▶ [EXERCISE OBJECTIVE]:
Copy the listing below word for word, leaving out the pictures.

===== DATA EXTRACT

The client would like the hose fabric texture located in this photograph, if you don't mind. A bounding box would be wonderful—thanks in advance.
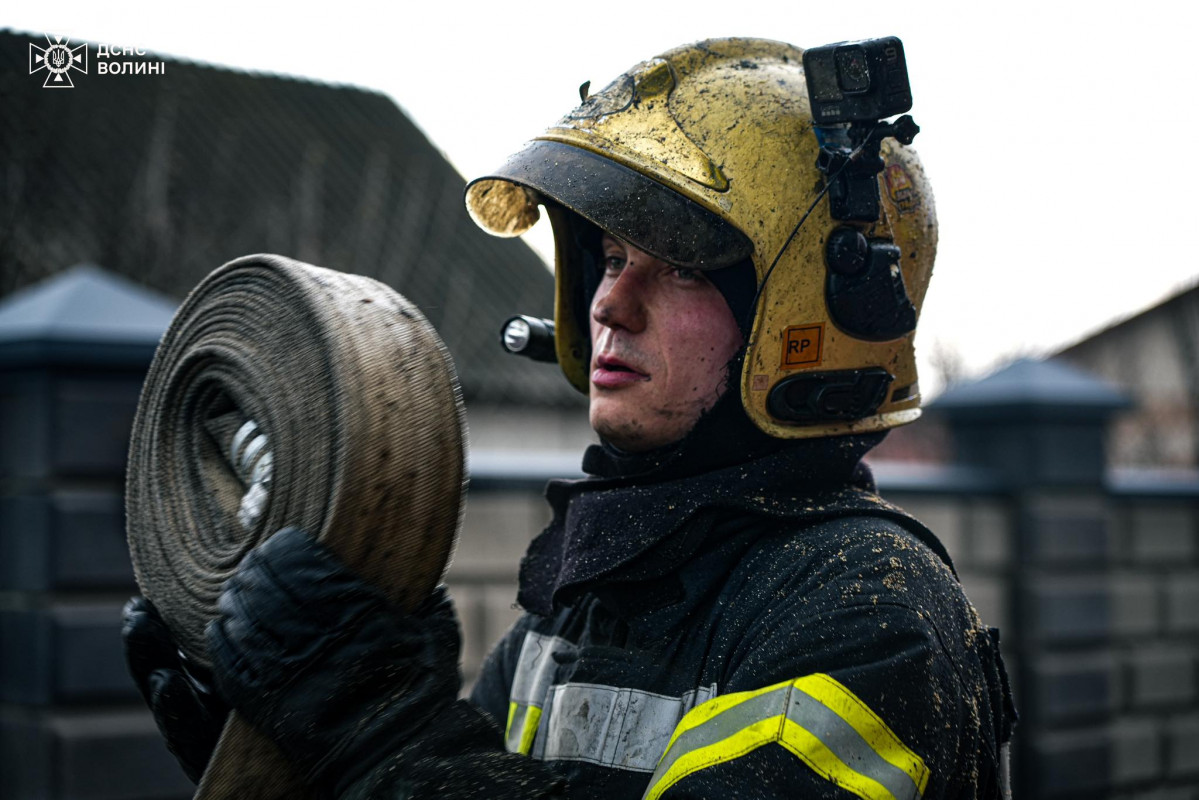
[126,255,465,799]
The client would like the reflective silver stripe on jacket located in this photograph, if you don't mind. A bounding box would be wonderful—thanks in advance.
[504,632,578,756]
[532,684,716,772]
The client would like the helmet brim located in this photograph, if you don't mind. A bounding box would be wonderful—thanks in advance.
[466,139,753,270]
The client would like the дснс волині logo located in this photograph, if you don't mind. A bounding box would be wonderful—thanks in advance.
[29,36,88,89]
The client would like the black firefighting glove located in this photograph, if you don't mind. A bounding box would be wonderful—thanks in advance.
[121,597,229,783]
[207,528,462,795]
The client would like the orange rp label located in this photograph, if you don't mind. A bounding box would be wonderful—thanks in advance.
[783,323,824,369]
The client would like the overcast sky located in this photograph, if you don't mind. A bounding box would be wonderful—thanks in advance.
[7,0,1199,393]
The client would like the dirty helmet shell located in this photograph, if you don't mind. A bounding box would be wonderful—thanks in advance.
[466,38,936,439]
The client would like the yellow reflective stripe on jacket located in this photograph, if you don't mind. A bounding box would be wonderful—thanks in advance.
[645,673,928,800]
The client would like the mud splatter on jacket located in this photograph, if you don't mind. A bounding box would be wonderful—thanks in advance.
[462,452,1010,798]
[348,450,1014,800]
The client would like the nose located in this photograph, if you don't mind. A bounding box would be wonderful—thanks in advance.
[591,258,646,333]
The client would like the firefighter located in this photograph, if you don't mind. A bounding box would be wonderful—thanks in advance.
[125,40,1014,799]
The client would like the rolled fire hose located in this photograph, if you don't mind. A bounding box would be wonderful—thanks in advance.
[126,255,465,800]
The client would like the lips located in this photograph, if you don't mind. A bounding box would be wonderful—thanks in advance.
[591,355,650,389]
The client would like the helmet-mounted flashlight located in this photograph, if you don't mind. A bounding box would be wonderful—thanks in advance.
[500,315,558,363]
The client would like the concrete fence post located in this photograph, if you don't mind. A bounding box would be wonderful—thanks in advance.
[0,266,192,800]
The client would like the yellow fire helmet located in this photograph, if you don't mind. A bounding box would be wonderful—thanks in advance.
[466,38,936,439]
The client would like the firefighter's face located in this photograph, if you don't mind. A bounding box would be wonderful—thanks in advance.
[590,234,742,452]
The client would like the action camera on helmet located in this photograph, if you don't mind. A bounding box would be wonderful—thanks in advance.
[803,36,911,125]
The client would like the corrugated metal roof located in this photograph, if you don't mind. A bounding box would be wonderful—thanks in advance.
[0,31,582,405]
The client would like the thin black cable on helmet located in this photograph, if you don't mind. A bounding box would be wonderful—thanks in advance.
[749,124,878,312]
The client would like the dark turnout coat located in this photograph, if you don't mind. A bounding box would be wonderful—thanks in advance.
[471,443,1010,798]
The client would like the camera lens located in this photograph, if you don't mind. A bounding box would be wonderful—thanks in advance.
[837,44,870,95]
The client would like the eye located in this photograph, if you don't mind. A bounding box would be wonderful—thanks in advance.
[600,253,625,275]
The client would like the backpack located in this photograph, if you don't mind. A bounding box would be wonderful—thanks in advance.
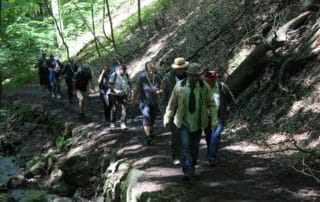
[109,65,131,88]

==========

▶ [ANSWER IN FULL]:
The client would like the hose fabric texture located in this photograph, if you don't mind. A bounding box would be wonderful—thanks in advance.
[126,255,465,799]
The client would like the reflective silver stripe on jacket located in this photograph, if you don't mind. A bounding box would be wonderful—thanks in advance.
[504,632,578,756]
[532,684,716,772]
The client would like the helmet brim located in this photograph, if you don't mind. A bounding box would be wonderful—thanks in advance.
[466,139,753,270]
The client would like the дснс волині logo located in this photograph, if you don't mind. A bounding box would be wonderful—thanks in advance.
[29,36,88,89]
The client would like the black firefighting glove located in this photograph, if you don't mind. A bounding box would be wonderful—thanks in advance.
[121,597,229,783]
[207,528,462,795]
The client would like the orange rp label located in this photograph, if you don't mind. A bounding box would be wonderful—thanks in advance.
[783,323,824,369]
The client would like the overcast sky located in this photograph, if you don't mind. A bounding box would be wonderful—thanks in advance.
[7,0,1199,393]
The client would like the dirty helmet shell located in this photograph, if you don't mind. A bounding box would be wonderful—thanks in advance.
[466,38,936,439]
The client would like the yellow reflective stripe on jacket located in this photograph, if you don't mind. A bounding box would be wonderful—thanks in advance.
[645,673,928,800]
The client would like the mud splatter on jacket located in this photograph, if you don't mind. A bounding box would be wonderful—thanks in advance.
[462,452,1010,798]
[348,450,1014,800]
The client would like the nose located in this photograph, if you don't mind. A bounding box would be wonderful—thanks in advance.
[591,258,646,333]
The client would like the firefighter located in this photograph, if you don't mind. A bounding box would be wonderful—thanks in advance.
[125,40,1014,799]
The client would like the rolled fire hose located in this photograph, if you don't mind. A bounding box would be wonderful—thanks in advance.
[126,255,465,800]
The client would like the lips located in this photograph, if you don't mind. A bounding box would be wonderful—thanks in advance.
[591,355,650,389]
The client would like the helmet-mounted flashlight located in this photograph, if you don't mind. A bounding box would be wonderful—thanks in advance.
[500,315,558,363]
The client would like the concrete fence post located in this photograph, if you don't mind. A bounding box would be wonderful—thanks in advance.
[0,266,192,800]
The client would like the yellow fire helmet located in this photograph, if you don't mind. A bounding box would be wonderful—thanks in advance.
[466,38,936,439]
The client would like the firefighter's face located in this photograph, if you don't mind. A bounding box would be wonderful—thanks in advance.
[590,234,742,452]
The client would like the action camera on helmet located in this photograph, if you don't mind. A bounding box would be wonderful—thanks in advance.
[803,36,911,125]
The client would like the corrugated metal roof located in this photograph, if you don't mind. A bounding box would be wonderful—thanks in advance.
[0,31,582,405]
The client would like the thin black cable on helmet located in this photograph, if you don't mind. A bounding box would be wonderful—thanks in advance.
[749,124,878,312]
The client would like the dark turnout coat located in this photograph, if you don't mind. A bounding box would be wonderful—thanks in advance.
[471,443,1010,798]
The client would like the camera lens located in this photograph, if you don't mind. A bounding box would be wonderful—thanks in advance.
[837,44,870,95]
The client would like the eye located in this photograph, if you don't mind. A bounding box would be wonderful—thanks in advance.
[600,253,625,275]
The client would like the backpack located in this photograph, if you don't mind. A bounding box would be wonderful—thanks in advance.
[109,65,131,88]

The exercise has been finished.